* **Trecho do texto**:
↓

Cobiça de governadores a Mandetta influenciou decisão de Bolsonaro
Avaliação da cúpula militar é que demissão do ministro nesse momento fortaleceria popularidade de governadores que já elogiaram postura de Mandetta
Clara Cerioni
Publicado em 7 de abril de 2020 às 10h30.
Sob "fritura" no governo federal, o ministro da Saúde, Luiz Henrique Mandetta , anunciou na noite desta segunda-feira, 6, que permanece no cargo mas, sem citar diretamente o presidente Jair Bolsonaro, reclamou de críticas que, em sua visão, criam dificuldades para o seu trabalho à frente da pasta.
Com o desgaste, o passe do ministro passou a ser cobiçado pelos governadores de São Paulo, João Doria (PSDB), e de Goiás, Ronaldo Caiado (DEM), caso deixe o governo federal."Não posso aceitar que um médico da competência do Mandetta vá pra casa. Se sair, já está nomeado em Goiás", afirmou Caiado em entrevista recente.

↑

* **Registros de dados**:
↓

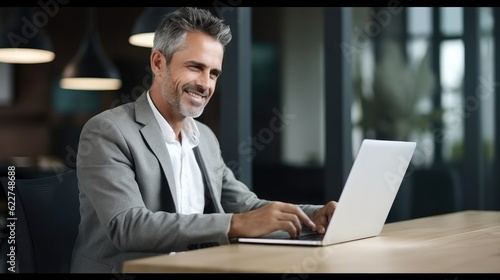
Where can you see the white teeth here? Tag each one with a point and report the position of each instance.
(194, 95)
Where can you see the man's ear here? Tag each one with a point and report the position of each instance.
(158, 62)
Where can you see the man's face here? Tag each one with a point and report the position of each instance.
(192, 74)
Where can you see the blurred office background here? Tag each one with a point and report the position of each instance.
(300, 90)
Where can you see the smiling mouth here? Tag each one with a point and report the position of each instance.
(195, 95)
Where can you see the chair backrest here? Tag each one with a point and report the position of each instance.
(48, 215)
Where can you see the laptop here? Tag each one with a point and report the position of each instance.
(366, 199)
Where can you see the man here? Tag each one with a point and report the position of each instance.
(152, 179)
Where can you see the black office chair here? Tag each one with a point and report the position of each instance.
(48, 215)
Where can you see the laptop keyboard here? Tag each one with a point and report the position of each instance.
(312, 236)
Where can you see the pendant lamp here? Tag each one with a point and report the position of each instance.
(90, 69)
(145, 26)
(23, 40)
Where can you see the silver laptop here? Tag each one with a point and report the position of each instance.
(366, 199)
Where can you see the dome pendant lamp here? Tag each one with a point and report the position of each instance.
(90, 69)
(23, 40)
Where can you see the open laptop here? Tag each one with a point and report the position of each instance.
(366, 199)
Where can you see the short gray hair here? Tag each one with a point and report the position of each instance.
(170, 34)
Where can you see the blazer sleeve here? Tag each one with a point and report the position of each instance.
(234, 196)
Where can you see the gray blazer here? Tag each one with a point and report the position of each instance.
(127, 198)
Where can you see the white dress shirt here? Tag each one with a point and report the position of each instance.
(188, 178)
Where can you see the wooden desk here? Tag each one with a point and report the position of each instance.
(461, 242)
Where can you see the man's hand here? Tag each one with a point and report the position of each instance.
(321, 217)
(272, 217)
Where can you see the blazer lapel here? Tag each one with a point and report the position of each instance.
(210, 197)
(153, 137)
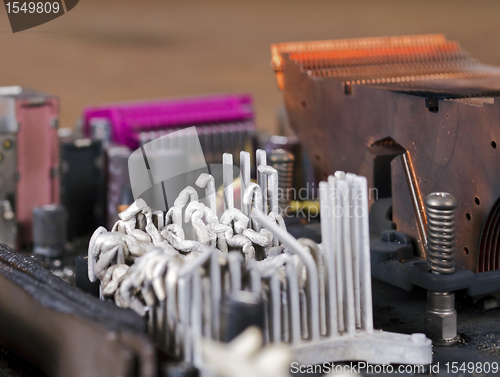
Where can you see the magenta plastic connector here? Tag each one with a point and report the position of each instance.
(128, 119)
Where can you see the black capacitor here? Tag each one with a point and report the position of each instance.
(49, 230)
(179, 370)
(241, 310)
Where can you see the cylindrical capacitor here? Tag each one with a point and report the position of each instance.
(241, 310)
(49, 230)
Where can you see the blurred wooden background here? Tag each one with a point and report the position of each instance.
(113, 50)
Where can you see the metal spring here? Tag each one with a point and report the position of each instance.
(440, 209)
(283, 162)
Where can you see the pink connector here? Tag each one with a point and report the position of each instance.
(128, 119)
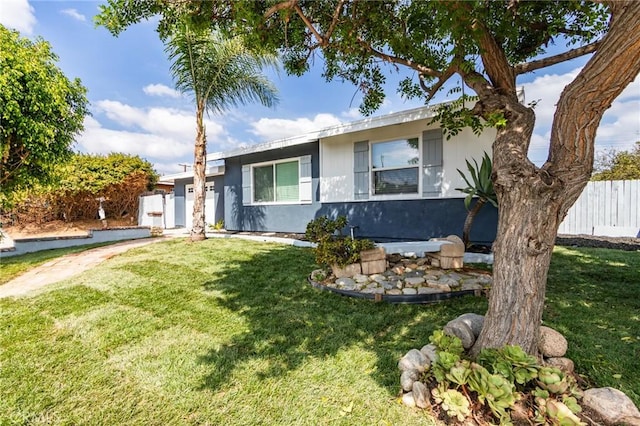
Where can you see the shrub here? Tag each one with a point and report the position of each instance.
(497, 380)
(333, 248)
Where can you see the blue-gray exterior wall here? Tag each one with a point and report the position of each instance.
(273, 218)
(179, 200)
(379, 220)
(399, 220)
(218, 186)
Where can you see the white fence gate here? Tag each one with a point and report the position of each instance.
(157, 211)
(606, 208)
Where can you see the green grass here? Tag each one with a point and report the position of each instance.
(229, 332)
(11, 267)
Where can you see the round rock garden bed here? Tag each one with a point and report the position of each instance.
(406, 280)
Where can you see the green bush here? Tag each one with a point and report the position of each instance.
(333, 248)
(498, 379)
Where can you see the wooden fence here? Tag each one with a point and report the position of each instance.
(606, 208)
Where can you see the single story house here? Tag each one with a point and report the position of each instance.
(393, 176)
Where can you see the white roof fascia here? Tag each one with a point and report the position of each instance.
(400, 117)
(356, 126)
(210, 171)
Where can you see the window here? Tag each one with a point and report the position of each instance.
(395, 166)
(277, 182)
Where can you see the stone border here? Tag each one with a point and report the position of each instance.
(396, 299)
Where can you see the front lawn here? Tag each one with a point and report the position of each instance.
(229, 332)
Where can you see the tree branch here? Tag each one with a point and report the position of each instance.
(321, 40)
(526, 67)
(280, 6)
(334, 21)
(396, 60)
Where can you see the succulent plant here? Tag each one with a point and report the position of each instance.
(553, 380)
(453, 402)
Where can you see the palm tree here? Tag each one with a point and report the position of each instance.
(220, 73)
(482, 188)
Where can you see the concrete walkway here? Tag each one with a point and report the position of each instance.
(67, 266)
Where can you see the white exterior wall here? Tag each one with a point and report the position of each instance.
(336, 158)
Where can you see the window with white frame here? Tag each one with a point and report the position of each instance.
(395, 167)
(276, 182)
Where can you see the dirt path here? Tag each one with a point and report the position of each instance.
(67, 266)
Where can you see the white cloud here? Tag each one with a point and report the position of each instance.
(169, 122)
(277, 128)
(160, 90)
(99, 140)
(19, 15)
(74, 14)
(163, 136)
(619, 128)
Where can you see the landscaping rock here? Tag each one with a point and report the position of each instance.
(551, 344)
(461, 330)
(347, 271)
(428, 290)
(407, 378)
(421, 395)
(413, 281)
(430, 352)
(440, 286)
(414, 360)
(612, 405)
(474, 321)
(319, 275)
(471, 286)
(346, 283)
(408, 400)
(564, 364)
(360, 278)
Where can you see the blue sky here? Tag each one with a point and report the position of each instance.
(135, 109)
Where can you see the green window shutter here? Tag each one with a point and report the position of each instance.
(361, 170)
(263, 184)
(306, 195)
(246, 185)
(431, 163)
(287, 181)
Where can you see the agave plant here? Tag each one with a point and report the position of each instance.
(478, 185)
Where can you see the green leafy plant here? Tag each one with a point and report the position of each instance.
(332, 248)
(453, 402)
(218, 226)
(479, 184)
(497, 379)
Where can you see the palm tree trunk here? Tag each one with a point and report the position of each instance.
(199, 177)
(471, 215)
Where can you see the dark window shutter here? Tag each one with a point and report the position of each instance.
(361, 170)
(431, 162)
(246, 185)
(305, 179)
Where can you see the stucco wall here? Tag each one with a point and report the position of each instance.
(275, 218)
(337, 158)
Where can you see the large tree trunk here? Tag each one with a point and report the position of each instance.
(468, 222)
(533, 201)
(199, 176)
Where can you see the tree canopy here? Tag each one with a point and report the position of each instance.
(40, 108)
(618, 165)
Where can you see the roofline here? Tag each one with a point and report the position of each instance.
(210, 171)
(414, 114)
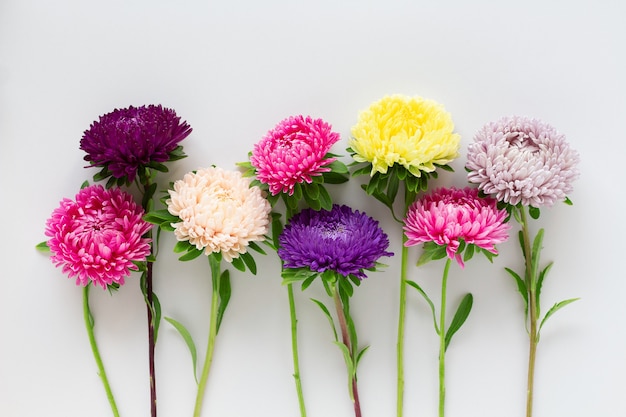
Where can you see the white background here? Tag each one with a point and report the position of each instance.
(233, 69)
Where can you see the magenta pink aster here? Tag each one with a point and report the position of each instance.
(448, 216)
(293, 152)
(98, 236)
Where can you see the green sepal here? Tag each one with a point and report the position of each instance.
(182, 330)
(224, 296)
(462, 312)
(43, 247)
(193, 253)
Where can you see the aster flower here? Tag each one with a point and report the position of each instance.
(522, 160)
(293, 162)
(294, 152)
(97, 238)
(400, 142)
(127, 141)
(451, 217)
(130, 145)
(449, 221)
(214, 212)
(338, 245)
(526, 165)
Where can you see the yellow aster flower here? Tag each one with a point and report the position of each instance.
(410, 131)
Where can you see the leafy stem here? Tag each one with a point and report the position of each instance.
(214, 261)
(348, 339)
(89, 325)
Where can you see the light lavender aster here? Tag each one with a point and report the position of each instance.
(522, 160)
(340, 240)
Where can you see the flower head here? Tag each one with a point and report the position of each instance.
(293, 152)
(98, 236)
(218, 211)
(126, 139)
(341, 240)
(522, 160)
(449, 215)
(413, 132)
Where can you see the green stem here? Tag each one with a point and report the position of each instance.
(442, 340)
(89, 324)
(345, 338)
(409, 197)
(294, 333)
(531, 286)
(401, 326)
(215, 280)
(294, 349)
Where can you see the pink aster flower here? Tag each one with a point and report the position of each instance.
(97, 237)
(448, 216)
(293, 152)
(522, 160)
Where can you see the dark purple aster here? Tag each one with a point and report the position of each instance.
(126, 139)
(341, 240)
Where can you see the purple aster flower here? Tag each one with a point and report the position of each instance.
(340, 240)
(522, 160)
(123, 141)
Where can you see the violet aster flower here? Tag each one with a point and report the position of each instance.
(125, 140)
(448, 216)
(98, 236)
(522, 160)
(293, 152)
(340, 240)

↑
↓

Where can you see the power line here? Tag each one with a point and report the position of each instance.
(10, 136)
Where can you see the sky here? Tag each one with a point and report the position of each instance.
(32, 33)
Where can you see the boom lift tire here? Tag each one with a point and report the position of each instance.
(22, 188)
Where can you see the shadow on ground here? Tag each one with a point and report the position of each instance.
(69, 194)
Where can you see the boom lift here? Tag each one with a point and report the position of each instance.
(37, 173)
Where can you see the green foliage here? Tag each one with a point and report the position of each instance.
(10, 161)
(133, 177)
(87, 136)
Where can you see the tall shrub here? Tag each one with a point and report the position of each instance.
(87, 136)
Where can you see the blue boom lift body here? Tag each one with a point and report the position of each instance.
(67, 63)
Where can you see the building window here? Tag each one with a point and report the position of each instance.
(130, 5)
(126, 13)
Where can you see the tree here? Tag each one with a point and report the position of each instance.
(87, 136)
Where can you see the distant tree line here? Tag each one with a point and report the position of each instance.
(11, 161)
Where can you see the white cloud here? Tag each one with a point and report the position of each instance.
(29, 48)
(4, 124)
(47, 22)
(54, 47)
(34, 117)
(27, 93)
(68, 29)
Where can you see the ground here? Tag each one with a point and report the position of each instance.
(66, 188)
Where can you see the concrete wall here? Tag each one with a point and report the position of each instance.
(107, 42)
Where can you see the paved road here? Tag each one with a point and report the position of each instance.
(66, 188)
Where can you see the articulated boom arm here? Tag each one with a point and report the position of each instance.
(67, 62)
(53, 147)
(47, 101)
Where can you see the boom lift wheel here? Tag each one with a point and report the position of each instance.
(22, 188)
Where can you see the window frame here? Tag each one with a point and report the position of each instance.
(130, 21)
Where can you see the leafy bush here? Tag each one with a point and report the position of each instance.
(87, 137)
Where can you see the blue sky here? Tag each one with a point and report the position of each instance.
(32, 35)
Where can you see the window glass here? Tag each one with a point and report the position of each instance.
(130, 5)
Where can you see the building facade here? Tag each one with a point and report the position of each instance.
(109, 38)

↑

* **Instruções de trabalho**:
1. Reescreva de forma mais concisa o parágrafo da reportagem que se inicia com «Sob "fritura" no governo federal», preservando seus fatos principais.
2. Transcreva o trecho da reportagem que começa nas palavras "Cobiça de governadores" e termina após "em entrevista recente.", trocando "cobiçado" por "disputado".
3. Segundo a reportagem, quais governadores passaram a cobiçar o passe do ministro?
Responda com base exclusivamente na reportagem.

* **Respostas do exercício**:
1. Alvo de "fritura" no governo federal, o ministro da Saúde, Luiz Henrique Mandetta, anunciou na noite de segunda-feira, 6, que permanece no cargo. Sem citar diretamente o presidente Jair Bolsonaro, queixou-se de críticas que, a seu ver, dificultam seu trabalho na pasta.

2.
Cobiça de governadores a Mandetta influenciou decisão de Bolsonaro
Avaliação da cúpula militar é que demissão do ministro nesse momento fortaleceria popularidade de governadores que já elogiaram postura de Mandetta
Clara Cerioni
Publicado em 7 de abril de 2020 às 10h30.
Sob "fritura" no governo federal, o ministro da Saúde, Luiz Henrique Mandetta , anunciou na noite desta segunda-feira, 6, que permanece no cargo mas, sem citar diretamente o presidente Jair Bolsonaro, reclamou de críticas que, em sua visão, criam dificuldades para o seu trabalho à frente da pasta.
Com o desgaste, o passe do ministro passou a ser disputado pelos governadores de São Paulo, João Doria (PSDB), e de Goiás, Ronaldo Caiado (DEM), caso deixe o governo federal."Não posso aceitar que um médico da competência do Mandetta vá pra casa. Se sair, já está nomeado em Goiás", afirmou Caiado em entrevista recente.

3. João Doria (PSDB), de São Paulo, e Ronaldo Caiado (DEM), de Goiás.